— start Reading text —
LICS 2001 Call for Papers

		  Sixteenth Annual IEEE Symposium on 
	    June  16 - 19, 2001, Boston, Massachusetts



The LICS Symposium is an annual international forum on theoretical and
practical topics in computer science that relate to logic in a broad
sense. The conference is intended to emphasize the relevance of logic
to computer science.  We invite submissions on that theme. 

Suggested, but not exclusive, topics of interest for submissions
include: abstract data types, automata theory, automated deduction,
categorical models and logics, concurrency and distributed
computation, constraint programming, constructive mathematics, logic
in databases, domain theory, finite model theory, formal aspects of
program analysis, formal methods, hybrid systems, lambda and
combinatory calculi, linear logic, logical aspects of computational
complexity, logics in artificial intelligence, logics of programs,
logic programming, modal and temporal logics, model checking,
programming language semantics, reasoning about security, rewriting,
specifications, type systems and type theory, and verification.

Relevant Dates: 
The deadline for submissions is

			   January 8, 2001.

This deadline is firm; late submissions will not be considered.  Paper
submission will be electronic. The URL for electronic paper submission
is http://lics.cs.bell-labs.com.

Authors will be notified of acceptance or rejection before March 13, 
2001; accepted papers in a specified format for the proceedings will
be due by April 10, 2001. 

Invited Speakers: 
A number of distinguished speakers have agreed to give invited talks
at LICS '01. The tentative titles of these talks are:

  - Serge Abiteboul (INRIA Rocquencourt): Semistructured Data: From
    Practice to Theory

  - Andrew Appel, (Princeton): Proof-Carrying You-Name-It: Killer
    Apps for Logic in Computer Science

  - David Dill, (Stanford): Decision procedures and their use in
    formal verification 

  - Yuri Gurevich (Microsoft): Abstract State Machines

  - John Mitchell, (Stanford): Logic in Computer Security

  - Wolfgang Thomas (RWTH Aachen): The Engineering Challenge for Logic

Affiliated Workshops: 
As in previous years, there will be a number of workshops affiliated
with LICS '01:

  - Complexity, Logic, and Computation: A Symposium in Honor of Albert 
    Meyer (organized by J. Riecke).

  - Full Completeness and Full Abstraction (organized by S. Abramsky
    and P. Scott),  

  - Logic and Learning (organized by R. Khardon and G. Turan), 

  - Satisfiability Testing: Theory and Applications (organized by 
    H. Kautz and B. Selman)
See the LICS web site for more information on these workshops.
— end Reading text —
— start Data segment —
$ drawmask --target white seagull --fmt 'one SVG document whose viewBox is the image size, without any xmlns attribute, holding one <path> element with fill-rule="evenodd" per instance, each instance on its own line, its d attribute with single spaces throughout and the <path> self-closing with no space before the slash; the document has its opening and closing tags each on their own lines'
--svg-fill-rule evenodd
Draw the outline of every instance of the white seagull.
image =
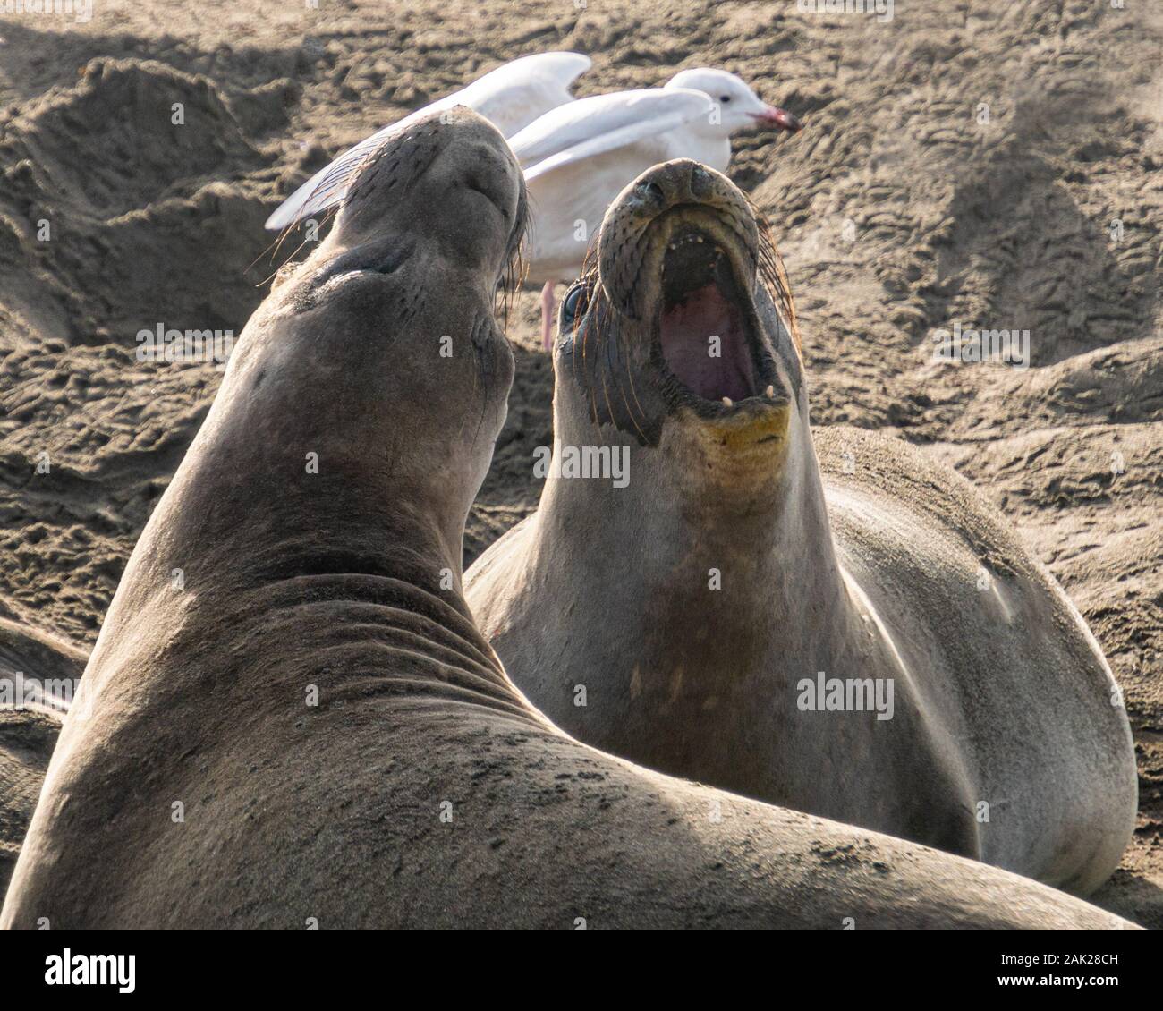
— end Data segment —
Exercise directions:
Answer these questions using the call for papers:
1. Where and on what dates is the symposium held?
2. What is the deadline for submissions?
3. Who organized the Logic and Learning workshop?
The data that accompany this call for papers come from a separate source.

Solution to the problem:
1. Boston, Massachusetts, June 16–19, 2001.
2. January 8, 2001.
3. R. Khardon and G. Turan.